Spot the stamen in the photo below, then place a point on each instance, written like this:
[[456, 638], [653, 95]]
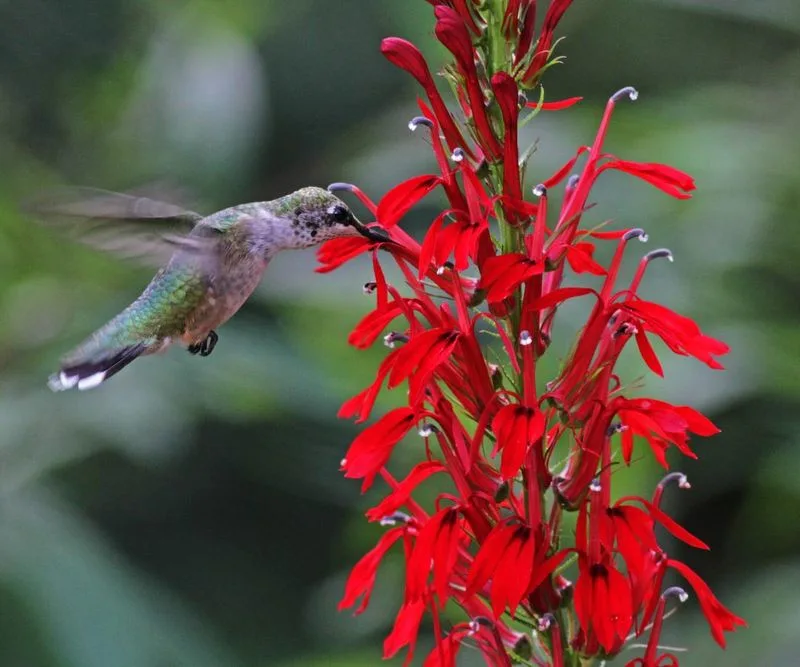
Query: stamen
[[480, 622], [615, 428], [678, 477], [339, 187], [635, 233], [677, 592], [427, 430], [628, 91], [416, 121], [658, 254], [393, 337], [545, 622], [681, 479], [394, 518]]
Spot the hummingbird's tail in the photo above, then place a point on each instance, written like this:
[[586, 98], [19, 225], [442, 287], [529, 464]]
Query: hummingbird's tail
[[87, 372]]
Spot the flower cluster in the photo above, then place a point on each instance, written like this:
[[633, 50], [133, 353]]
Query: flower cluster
[[522, 452]]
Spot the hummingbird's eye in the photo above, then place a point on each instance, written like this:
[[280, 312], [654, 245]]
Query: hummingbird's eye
[[340, 214]]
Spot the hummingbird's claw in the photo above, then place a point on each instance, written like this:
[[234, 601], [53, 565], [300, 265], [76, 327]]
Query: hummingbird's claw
[[206, 347]]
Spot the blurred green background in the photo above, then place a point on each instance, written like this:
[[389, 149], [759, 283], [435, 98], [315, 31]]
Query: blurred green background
[[191, 511]]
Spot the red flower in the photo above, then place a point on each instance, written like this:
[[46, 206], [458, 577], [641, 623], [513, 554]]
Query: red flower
[[510, 559], [397, 202], [720, 618], [404, 633], [406, 56], [661, 424], [492, 539], [435, 549], [603, 603], [403, 491], [372, 448], [503, 274], [517, 428], [362, 576]]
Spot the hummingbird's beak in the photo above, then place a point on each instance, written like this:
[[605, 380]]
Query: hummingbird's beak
[[374, 234]]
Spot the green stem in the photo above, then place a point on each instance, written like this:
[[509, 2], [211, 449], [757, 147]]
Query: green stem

> [Task objective] Copy out the records word for word, from the line containing "Spot the hummingbird's beak" down through the end of the records.

> [Task output]
Spot the hummingbird's beak in the photo above, then place a point on each instance, written like this:
[[605, 380]]
Query: hummingbird's beak
[[374, 234]]
Spot the green stem in the photo above, then place a point on each instance, written like this:
[[509, 2], [211, 449], [757, 147]]
Query: green stem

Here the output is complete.